====== SUPPLIED PASSAGE
The Decider read some lines that
someone thought were reverential, and each of the college figureheads
chimed in with all the positives that each could find to praise. But there
was a 'ghost-presence' that overlaid the entire charade. There have been
so many 'opportunities' for this country to show its true colors in a time
a crisis, especially under the Decider, that one has to wonder at the
contrasts that were on display this morning.
Where were the Bush
Administration and FEMA before, during, and after Katrina in New Orleans?
Where was all this compassion and concern for human life struck down in an
instant - since the 'killer' then had partially been the storm itself, did
that not require the state to act decisively and immediately to save the
lives of hundreds of thousands that still might have been saved, had there
been any response at all? The questions surrounding the 'Before' have been
found and disseminated: the dykes were flawed, and the White House knew
that they would fail: yet there was no warning. The plan developed to
evacuate New Orleans was ignored, and a new agency was hired without a
plan at all. And 'After': there was no effort to save or even help the
thousands that were dying of thirst and exposure - and of course there
were no eulogies for the plight of those who did not matter in that
crisis. In the aftermath, that still continues, hundreds of thousands of
even more survivors are being cheated out of what was once their homes and
they've been scattered to the four winds, instead of getting the promised
government help to recover. It was weeks before the Decider could bring
himself to even show up on the ground - still with no apology - much less
to even ask for providential interventions.
The gatherings on the campus of
Virginia Tech were solemn and determined to strike the proper note and yet
one could not forget those earlier reports: the ones that said that the
shooter had managed to disfigure his own face so badly that not even his
race could be determined. No matter what kind of 9 millimeter shell he'd
chosen for that task, he alone could not have destroyed the bone structure
of the entire face with a single shot. But as we know from previously
convenient suicides, sometimes despite the literal impossibilities of such
events - several individuals have managed to shoot themselves, in the head
more than once: if the government experts are to be believed. Gary Webb,
and Hunter Thompson come to mind: so maybe this was just another of those
physics defying laws of nature, being used to support the government cover
story?
In addition when one listens to
the tape of the shots being fired they were methodical and paced, yet
apparently the shooter spent three shots on each of the thirty in the
classrooms: 90 shots all told? The pistols shown were small and their
magazines could not have held a large number of rounds each. Even with two
guns the shooter would have had to reload very frequently and without a
flaw. Possible maybe, but suspect none the less. (*)
Regarding all those deaths of the
faceless multitudes: Accurate 'recent' numbers are hard to come by however
in 2000 the Harvard University Gazette said:
"Recent accounts of young
school students shooting each other has sent a shiver through the nation;
journalists call the killings an 'epidemic' and legislators have begun
debates on new gun control laws. As tragic as these homicides are,
however, they represent only the tip of an iceberg of gun deaths in the
United States. Every year, more than 30,000 people are shot to death in
murders, suicides, and accidents. Another 65,000 suffer from gun injuries."
============
→ TASKS TO CARRY OUT:
a – According to the Harvard University Gazette quotation in the commentary on the Virginia Tech memorial, how many people in the United States are shot to death every year?
b – Reproduce everything in the commentary on the Virginia Tech memorial from "The Decider read" down to "display this morning.".
The data that comes next was drawn from a separate source.
====== ENTRIES SUPPLIED
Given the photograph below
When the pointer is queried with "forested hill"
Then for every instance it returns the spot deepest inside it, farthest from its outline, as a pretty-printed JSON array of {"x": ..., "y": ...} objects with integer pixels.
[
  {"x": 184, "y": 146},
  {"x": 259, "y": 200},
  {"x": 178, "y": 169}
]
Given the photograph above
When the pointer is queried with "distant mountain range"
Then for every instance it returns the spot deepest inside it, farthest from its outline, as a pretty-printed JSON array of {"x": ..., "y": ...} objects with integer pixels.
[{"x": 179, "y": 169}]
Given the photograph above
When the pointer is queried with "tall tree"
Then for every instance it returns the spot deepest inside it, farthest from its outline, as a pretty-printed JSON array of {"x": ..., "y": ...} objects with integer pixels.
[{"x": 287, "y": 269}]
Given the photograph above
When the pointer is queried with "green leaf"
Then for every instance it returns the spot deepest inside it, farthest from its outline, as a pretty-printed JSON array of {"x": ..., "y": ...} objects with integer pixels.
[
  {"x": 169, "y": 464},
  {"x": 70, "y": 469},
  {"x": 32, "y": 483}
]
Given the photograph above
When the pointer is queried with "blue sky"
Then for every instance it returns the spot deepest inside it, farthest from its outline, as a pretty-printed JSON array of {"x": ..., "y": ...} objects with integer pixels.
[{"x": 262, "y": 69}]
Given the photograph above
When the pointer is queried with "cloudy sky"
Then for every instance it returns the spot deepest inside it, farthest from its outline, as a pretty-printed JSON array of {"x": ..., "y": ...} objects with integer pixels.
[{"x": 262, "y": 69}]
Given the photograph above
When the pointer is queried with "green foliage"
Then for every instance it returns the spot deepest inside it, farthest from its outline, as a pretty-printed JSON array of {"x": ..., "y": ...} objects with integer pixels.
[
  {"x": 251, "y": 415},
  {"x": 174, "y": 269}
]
============
→ SOLUTIONS TO THE EXERCISE:
a – More than 30,000 people.

b –
The Decider read some lines that
someone thought were reverential, and each of the college figureheads
chimed in with all the positives that each could find to praise. But there
was a 'ghost-presence' that overlaid the entire charade. There have been
so many 'opportunities' for this country to show its true colors in a time
a crisis, especially under the Decider, that one has to wonder at the
contrasts that were on display this morning.